- _Things to do_
- 1) List every all-capital abbreviation that appears in the blog post about the 800m race below.
- 2) Write the next part of the blog post about the 800m race below, starting after its final sentence.

- _Selected passage_
In my first post I mentioned a couple things that had come to me that would’ve made good blog posts—the problem being I didn’t have a blog. This is one of them. It has been a Facebook note since its conception in October 2010, and seeing as I haven’t posted here in a while, I decided it was time to promote it to a real blog post. I’ve resisted the urge to make any changes, so here it is in its original, unaltered, state. I also will take this chance to say I have a couple ideas bouncing around in my head for new posts. Maybe once they’ve developed further I’ll get something original up here again.

First, I’ll start with a disclaimer: this analogy, like any analogy, is not perfect. If you take it too far it’ll break down before long. It is probably riddled with even more discrepancies than I’m aware of. It is meant only to help illustrate one facet of the truth, not cover all the bases. With that said, here goes:

I love track and field. Especially victory (who doesn’t?) This morning I was remembering one of the awesomest races I ever ran: Spring 2010, the 800m. (Before I go any farther, another disclaimer. I don’t mean to brag—in fact, this probably was the only race I ever got first place in, relays aside. I’m just using the story to make my point.) The whistle blew and we all launched across the line. Immediately everyone began to merge into the inside lane. I found a comfortable pace close behind the guy in the lead—from ISOI or LAS, I don’t remember which—where I could wait for an opportunity to overtake him. Early in the second lap my chance came, when he started to run out of steam. I started slowly picking up my pace, and passed him at 600m with a little burst of speed, just as we were coming onto that last bend. I kept increasing speed on that curve (something I don’t normally do) and when I hit that last 100m stretch I kicked into a dead sprint for the finish line.

I still remember, even though I was flying down this track, there was a moment where I felt almost frozen in time. At that point I knew I was on my way to victory. There was no way the other guy was catching up to me now. And so I could close my eyes, throw my head back, and smile, and savor the moment—enjoy the wind on my face, the 90-degree sun beating down on me, the cheering, the announcer saying something about MCS and a strong finish, the adrenaline pumping through me, but most of all just running for the pure enjoyment of running the race, sprinting like my life depended on it, fixing my gaze on the finish line and pouring everything I had left in me into reaching it, knowing that in moments it would be over and I would be celebrating victory on the other side of the finish line, and even though I was more cramped than I had ever been before or have been since, it would be totally worth it.

- _Data supplied_
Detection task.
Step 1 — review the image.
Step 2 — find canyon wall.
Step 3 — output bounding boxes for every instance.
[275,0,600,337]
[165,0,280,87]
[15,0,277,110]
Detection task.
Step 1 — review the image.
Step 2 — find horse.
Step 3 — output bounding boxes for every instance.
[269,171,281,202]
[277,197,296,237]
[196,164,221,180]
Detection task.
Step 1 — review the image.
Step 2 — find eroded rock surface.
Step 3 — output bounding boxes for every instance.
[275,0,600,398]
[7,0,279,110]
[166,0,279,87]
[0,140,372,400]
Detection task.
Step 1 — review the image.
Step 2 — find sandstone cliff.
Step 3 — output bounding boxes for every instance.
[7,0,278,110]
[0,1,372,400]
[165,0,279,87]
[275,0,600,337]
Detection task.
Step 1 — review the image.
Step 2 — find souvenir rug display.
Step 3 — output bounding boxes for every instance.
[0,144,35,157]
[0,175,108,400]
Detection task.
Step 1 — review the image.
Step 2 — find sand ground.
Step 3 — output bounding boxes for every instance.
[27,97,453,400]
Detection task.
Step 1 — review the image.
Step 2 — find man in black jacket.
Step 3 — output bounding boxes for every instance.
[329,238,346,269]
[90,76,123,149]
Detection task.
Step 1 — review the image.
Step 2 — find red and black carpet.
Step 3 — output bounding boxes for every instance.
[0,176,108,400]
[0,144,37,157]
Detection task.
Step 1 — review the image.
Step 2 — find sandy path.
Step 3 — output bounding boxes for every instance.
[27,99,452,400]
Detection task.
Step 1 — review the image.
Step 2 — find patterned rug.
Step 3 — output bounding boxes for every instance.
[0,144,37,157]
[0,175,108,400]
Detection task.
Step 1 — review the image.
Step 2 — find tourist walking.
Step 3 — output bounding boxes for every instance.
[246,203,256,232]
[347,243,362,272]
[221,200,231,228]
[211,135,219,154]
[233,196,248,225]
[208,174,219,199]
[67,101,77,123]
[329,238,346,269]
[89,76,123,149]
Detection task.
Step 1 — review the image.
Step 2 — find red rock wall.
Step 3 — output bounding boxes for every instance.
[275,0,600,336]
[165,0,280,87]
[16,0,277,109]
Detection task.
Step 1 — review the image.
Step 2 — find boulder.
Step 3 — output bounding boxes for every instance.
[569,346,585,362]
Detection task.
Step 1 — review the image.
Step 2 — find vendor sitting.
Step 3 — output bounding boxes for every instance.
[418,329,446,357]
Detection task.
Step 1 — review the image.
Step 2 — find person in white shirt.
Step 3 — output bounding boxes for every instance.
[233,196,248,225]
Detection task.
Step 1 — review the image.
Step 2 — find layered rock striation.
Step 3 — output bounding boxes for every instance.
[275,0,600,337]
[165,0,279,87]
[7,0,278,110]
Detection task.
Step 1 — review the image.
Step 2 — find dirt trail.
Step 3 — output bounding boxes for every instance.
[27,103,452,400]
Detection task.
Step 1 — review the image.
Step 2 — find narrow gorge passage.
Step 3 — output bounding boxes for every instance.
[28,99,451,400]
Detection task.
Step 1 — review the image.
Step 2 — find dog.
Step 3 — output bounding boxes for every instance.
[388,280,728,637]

- _Results for each task_
- 1) ISOI, LAS, MCS

- 2)
And that image is exactly what it’s like to run the Christian life.

I’m certainly not the first to compare life to a race. Paul did a lot. Countless times he explicitly calls it a race; other times he alludes to it, for instance, in talking about a “victor’s crown”—the laurel wreath the champion of a race would receive in Paul’s day (a tradition revived at the 2004 Olympics in Athens.) As a runner myself, I’ve long thought of life as a race. So this analogy is more a matter of thinking about just what that race looks like.

Say you’re really out of shape. And massively obese. Like, 800 pounds and you’ve never run more than 10 yards in your life. And you suddenly find yourself in this race—not cause you signed up for it but because everyone who’s ever lived has to run this race. And it’s not a sprint either—it’s more like a marathon. And just to make things worse you’re weighed down by all kinds of crap that you just don’t want to get rid of even though it’s three times as heavy as you are and it keeps getting under your feet and wrapped around your legs and in your face. But you think you like all this stuff so you’re trying to run the race with it. Needless to say, you’re miles behind everyone else.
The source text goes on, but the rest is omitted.